→ Text excerpt:
# Gold Severum



## AKSkirmish (Jun 24, 2005)

Although not my greatest attempts at a Pic......I was happy enough with it to show it....

Let me know what ya think guys and gals...

Thanks

View attachment 187778


----------



## His Majesty (Apr 5, 2005)

beautiful fish AK!

the shot would be even more spectacular if you could get the the fishes tail fanned out. but obviouly that takes alot of skill and patience. but it does make alot of difference.

still a great shot none the less


----------



## AKSkirmish (Jun 24, 2005)

Cheers Buddy-
I appreciate the input greatly-

More to come in the near future...


----------



## JoeDizzleMPLS (Nov 5, 2007)

wow, that is a GOLD severum... very nice fish ak. usually when i see them they are a dingy yellow. nice pic as always man


----------



## AKSkirmish (Jun 24, 2005)

joedizzlempls said:


> wow, that is a GOLD severum... very nice fish ak. usually when i see them they are a dingy yellow. nice pic as always man


Seafood mixes does a body good.....I hear ya on the dingy part as well.....Funny thing is as well-Mine is nothing special either-Just a random strain from LFS.......Nothing that would of or is considered "high" quality......Yet it looks better than most....

→ Problem description: Extend the gold severum thread from the point where it stops. The items after this thread are separate material and have nothing to do with it.

→ Given information:
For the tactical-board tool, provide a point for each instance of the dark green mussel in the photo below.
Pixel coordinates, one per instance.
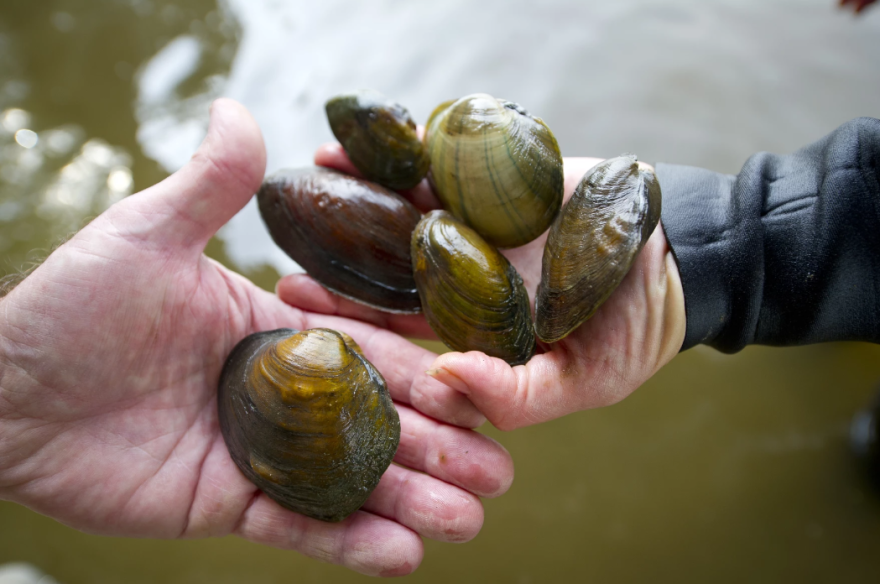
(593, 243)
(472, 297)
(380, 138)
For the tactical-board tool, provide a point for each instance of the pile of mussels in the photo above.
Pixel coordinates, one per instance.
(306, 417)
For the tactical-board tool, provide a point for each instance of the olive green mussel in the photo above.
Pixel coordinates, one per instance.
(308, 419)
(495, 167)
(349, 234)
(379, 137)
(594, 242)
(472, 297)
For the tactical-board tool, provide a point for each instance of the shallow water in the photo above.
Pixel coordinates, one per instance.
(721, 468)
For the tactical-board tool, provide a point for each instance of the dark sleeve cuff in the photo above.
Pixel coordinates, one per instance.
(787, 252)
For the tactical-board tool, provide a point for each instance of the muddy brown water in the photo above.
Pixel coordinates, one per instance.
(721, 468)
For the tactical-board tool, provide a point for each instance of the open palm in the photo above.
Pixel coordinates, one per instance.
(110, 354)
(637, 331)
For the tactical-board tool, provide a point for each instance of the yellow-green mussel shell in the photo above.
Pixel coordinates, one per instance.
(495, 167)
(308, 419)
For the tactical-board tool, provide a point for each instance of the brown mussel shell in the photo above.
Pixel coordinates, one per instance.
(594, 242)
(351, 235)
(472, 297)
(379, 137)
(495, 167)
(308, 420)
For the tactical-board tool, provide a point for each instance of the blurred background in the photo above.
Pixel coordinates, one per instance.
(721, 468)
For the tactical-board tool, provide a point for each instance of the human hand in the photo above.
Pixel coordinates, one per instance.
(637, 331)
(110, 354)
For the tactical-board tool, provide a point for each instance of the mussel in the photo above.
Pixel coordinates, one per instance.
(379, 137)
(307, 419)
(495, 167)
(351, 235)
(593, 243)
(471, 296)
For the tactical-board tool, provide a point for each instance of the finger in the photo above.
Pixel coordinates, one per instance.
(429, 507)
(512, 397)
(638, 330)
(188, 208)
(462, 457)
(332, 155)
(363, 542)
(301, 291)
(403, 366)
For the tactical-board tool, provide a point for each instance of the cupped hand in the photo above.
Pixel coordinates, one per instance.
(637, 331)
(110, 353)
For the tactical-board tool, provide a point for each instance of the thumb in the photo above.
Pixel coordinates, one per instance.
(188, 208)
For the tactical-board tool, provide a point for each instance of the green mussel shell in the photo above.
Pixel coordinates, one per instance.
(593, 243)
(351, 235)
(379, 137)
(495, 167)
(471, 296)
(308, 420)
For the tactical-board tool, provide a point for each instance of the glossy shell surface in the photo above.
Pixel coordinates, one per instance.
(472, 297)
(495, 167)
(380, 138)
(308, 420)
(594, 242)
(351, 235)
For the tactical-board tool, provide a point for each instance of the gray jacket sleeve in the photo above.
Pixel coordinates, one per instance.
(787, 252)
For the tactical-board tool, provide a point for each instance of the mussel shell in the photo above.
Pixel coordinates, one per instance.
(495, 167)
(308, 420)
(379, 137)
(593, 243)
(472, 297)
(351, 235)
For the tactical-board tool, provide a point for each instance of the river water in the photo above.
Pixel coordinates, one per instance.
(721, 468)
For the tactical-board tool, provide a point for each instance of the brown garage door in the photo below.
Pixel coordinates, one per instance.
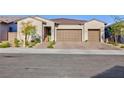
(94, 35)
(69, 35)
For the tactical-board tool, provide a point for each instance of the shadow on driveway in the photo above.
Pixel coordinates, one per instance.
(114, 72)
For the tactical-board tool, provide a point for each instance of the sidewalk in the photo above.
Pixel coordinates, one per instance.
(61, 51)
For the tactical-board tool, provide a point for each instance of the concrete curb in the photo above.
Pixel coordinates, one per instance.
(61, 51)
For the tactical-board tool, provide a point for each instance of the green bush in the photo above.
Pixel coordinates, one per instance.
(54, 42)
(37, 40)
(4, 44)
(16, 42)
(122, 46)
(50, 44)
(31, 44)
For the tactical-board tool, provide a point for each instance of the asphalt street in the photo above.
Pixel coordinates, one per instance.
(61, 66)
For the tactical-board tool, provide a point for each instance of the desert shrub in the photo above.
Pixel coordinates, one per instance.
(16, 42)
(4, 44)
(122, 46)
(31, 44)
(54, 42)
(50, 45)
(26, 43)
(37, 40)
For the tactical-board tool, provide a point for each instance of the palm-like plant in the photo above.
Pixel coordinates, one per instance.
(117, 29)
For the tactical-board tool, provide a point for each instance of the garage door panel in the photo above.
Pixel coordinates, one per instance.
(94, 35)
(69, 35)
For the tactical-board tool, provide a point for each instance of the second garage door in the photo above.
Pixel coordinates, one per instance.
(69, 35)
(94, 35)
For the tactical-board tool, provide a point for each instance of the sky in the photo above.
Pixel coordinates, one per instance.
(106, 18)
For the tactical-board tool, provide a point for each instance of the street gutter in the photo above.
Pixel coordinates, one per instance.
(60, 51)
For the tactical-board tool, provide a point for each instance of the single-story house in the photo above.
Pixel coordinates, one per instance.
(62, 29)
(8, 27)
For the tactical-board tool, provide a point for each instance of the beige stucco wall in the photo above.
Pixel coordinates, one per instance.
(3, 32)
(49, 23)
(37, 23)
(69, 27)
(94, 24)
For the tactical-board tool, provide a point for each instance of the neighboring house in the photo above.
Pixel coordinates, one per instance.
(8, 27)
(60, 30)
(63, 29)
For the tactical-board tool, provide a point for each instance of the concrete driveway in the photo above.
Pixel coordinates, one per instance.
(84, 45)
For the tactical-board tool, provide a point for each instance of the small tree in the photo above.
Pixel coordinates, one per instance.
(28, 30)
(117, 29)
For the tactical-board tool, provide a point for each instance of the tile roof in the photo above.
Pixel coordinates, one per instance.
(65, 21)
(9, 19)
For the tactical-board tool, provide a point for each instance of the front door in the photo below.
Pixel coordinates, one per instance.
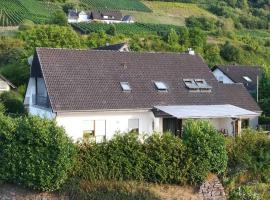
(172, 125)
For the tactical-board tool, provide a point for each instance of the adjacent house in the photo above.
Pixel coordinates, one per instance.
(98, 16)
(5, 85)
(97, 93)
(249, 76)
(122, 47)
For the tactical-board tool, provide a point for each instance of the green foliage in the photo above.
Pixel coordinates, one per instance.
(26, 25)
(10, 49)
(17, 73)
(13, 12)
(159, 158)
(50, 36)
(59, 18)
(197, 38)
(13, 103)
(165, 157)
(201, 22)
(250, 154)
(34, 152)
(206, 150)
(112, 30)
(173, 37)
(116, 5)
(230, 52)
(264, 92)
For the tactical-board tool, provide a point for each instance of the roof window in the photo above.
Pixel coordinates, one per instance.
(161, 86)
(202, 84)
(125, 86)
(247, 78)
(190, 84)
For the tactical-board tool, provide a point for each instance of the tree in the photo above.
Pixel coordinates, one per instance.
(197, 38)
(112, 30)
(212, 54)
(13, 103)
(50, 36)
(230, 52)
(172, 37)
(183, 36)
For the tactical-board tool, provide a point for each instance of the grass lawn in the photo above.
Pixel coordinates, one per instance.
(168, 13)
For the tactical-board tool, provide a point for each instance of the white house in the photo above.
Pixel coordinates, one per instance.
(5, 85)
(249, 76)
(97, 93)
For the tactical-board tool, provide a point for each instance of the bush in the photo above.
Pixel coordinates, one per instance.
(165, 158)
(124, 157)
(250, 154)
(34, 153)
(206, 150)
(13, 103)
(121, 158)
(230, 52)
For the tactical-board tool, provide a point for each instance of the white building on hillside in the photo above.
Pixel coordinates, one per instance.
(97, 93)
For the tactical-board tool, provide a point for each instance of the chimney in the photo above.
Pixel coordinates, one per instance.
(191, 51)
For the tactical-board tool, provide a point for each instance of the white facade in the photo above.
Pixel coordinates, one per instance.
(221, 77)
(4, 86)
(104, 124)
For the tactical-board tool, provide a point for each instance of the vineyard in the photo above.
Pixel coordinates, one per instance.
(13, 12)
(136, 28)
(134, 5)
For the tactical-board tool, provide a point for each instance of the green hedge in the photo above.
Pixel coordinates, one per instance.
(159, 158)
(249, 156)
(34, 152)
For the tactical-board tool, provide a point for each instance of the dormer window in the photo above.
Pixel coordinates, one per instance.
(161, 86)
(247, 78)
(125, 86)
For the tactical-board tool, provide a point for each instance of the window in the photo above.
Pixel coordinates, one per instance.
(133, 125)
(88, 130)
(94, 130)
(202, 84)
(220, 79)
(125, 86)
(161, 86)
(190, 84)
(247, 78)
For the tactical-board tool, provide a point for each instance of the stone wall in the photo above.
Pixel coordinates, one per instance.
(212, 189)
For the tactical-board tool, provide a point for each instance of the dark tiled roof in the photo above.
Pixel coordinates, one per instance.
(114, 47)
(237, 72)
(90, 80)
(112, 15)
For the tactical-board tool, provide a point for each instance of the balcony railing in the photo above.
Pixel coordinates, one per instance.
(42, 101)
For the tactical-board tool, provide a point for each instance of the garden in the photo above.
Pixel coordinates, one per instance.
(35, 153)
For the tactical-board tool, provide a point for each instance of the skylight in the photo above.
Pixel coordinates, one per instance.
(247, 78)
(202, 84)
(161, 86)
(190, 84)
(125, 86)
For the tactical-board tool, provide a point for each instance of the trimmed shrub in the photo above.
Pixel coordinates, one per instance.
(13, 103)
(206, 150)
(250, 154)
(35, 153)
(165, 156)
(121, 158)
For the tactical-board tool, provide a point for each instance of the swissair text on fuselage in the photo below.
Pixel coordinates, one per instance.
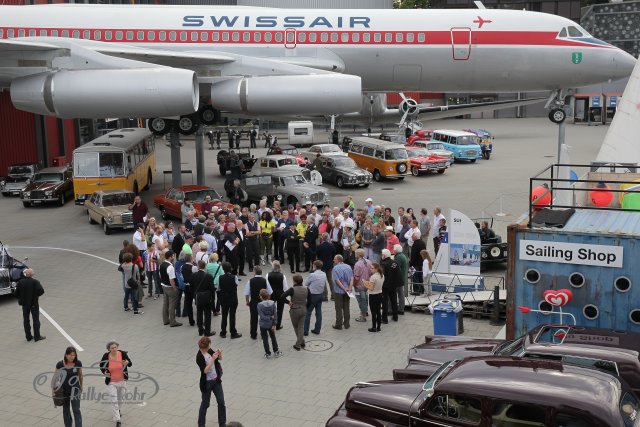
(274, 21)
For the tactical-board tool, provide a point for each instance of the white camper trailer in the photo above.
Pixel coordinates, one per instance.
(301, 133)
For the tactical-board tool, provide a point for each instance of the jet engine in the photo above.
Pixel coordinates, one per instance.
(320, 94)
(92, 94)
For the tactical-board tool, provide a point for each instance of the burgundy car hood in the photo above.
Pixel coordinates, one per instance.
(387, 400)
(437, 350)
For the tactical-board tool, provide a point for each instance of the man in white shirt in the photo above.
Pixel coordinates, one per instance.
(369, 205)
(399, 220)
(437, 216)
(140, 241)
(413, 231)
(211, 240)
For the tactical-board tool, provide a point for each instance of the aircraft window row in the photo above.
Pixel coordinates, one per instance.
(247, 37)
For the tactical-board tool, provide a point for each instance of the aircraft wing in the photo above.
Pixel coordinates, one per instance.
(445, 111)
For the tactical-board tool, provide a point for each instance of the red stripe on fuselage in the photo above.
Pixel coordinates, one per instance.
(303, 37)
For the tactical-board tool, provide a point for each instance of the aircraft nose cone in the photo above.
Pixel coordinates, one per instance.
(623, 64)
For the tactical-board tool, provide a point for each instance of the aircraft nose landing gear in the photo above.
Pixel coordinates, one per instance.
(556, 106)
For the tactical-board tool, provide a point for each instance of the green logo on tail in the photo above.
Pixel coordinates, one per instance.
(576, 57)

==

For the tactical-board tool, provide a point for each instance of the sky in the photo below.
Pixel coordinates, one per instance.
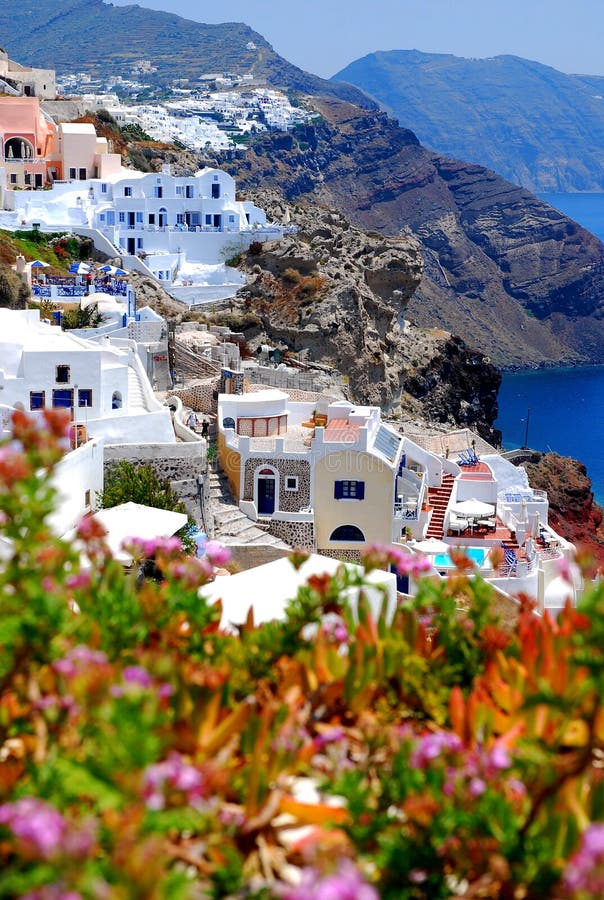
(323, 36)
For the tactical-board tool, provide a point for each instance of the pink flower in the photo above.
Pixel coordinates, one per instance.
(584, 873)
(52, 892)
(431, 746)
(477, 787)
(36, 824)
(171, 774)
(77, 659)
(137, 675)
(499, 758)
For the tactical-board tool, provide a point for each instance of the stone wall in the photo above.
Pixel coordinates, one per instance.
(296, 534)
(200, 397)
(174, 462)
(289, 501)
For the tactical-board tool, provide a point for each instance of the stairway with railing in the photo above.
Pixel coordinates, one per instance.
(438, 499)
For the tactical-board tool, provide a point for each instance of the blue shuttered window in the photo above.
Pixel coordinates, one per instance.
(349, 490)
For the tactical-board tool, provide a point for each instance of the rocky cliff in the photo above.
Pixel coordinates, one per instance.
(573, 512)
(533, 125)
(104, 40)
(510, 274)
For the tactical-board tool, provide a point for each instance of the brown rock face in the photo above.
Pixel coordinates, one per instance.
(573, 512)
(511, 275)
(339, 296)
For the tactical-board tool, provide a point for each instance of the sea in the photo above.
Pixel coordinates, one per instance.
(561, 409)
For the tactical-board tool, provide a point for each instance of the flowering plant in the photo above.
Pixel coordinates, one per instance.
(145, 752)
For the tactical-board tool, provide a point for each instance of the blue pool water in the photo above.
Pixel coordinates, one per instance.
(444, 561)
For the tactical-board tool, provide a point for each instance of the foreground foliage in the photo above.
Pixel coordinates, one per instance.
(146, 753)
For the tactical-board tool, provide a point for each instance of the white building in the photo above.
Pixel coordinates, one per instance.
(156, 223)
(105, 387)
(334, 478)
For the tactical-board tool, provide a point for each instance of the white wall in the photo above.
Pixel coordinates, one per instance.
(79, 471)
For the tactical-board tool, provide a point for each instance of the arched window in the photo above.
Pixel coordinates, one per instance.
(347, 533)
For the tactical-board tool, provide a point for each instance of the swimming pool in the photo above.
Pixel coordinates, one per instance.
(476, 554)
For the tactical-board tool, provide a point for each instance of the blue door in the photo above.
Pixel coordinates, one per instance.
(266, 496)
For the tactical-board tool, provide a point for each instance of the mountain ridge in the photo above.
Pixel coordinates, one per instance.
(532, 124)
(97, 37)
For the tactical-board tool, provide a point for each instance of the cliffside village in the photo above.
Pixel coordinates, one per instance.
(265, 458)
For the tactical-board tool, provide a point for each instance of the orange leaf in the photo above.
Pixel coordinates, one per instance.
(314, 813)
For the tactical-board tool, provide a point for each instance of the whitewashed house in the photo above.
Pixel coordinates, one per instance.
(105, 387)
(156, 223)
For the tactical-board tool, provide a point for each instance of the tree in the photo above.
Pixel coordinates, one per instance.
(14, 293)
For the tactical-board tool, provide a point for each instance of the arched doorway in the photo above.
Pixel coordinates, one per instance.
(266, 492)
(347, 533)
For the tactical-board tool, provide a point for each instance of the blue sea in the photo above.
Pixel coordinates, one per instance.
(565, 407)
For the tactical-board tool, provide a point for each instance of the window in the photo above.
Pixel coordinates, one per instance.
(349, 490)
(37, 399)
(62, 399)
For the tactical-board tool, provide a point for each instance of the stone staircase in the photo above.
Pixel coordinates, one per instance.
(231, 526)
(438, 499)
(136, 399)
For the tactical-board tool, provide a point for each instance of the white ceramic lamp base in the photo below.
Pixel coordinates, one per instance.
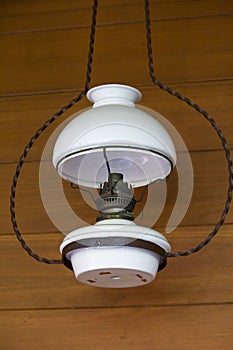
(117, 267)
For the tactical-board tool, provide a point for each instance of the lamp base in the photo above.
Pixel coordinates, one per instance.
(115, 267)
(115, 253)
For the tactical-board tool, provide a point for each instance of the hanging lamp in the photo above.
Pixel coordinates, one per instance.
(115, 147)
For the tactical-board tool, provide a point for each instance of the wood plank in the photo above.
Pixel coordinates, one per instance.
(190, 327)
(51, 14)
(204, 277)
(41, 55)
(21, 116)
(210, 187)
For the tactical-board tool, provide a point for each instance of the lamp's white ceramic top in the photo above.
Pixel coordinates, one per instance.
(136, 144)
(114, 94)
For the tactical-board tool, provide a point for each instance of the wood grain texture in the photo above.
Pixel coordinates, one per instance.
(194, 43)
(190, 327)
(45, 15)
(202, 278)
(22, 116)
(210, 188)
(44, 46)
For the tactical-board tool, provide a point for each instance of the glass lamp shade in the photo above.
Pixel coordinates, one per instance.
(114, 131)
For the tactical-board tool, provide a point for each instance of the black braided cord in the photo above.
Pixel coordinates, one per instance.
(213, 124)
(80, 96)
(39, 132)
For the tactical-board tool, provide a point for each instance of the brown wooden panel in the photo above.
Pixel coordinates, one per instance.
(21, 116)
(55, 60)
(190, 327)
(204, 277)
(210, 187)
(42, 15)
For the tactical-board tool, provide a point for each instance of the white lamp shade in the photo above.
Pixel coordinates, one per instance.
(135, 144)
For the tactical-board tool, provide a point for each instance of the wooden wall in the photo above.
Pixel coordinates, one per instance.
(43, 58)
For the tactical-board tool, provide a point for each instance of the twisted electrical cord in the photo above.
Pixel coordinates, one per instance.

...

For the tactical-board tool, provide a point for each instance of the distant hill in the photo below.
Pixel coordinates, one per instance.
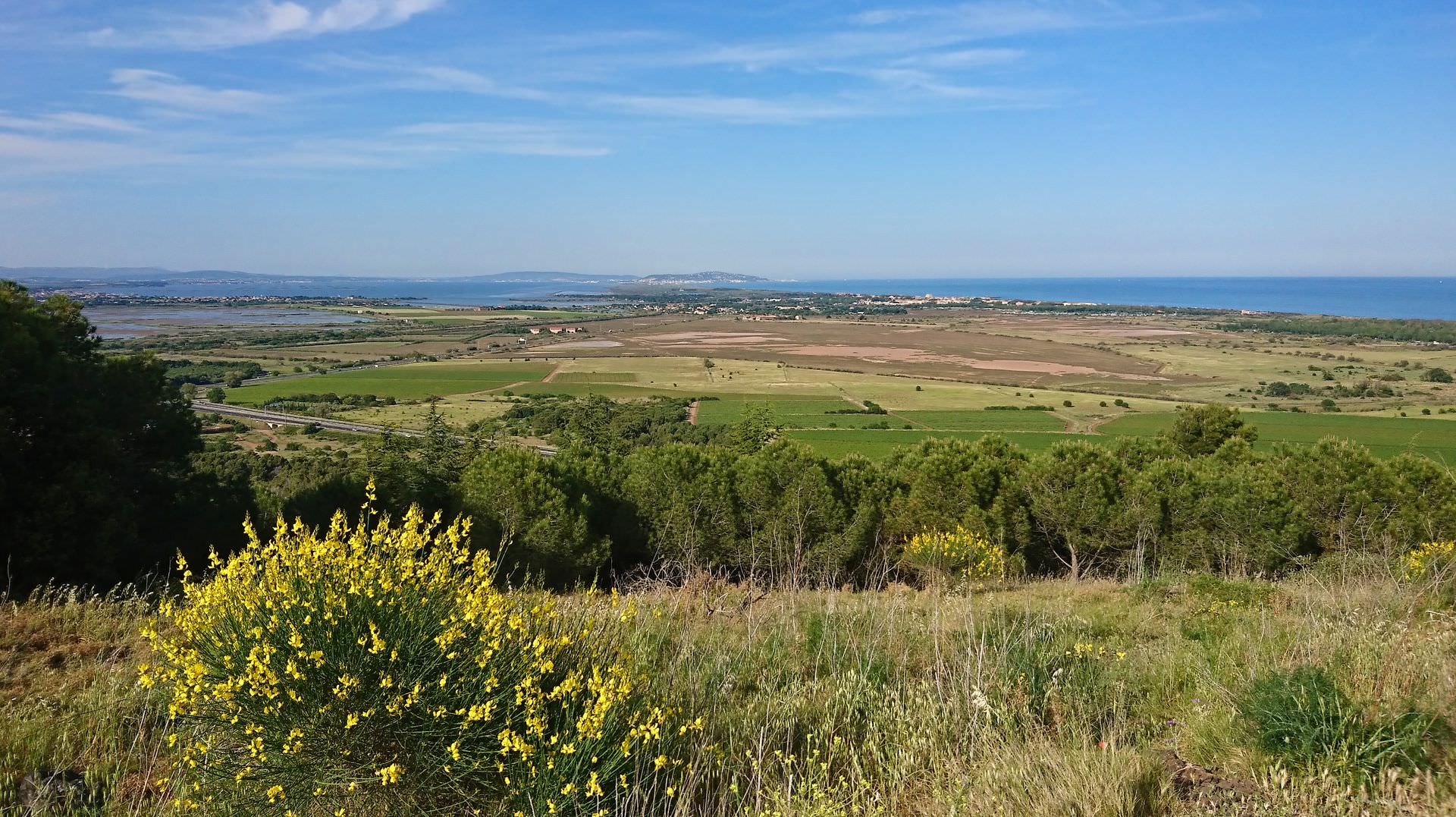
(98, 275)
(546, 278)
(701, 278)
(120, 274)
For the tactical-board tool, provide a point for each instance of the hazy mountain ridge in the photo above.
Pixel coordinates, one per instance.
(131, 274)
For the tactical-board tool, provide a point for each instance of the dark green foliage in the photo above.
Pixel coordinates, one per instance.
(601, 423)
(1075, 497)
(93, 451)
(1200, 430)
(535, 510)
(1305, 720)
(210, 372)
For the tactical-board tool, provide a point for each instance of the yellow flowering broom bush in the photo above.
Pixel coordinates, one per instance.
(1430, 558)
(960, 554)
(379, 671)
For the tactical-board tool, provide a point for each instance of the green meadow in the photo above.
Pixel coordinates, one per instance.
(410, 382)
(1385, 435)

→ Result for this exercise:
Thanks for the kind words Joe


----------



## Avatar~God (Oct 21, 2004)

Very good pic/fish man, I love severums alot but you dont see to many around these parts anymore. He has awesome color though


----------



## Ja'eh (Jan 8, 2007)

That's one beautiful cichlid and the pic isn't too shabby either.


----------



## FEEFA (Nov 19, 2007)

Nice looking fish ak.
How big is it?


----------



## AKSkirmish (Jun 24, 2005)

Thanks guys....He is roughly 6 to 7 inch.....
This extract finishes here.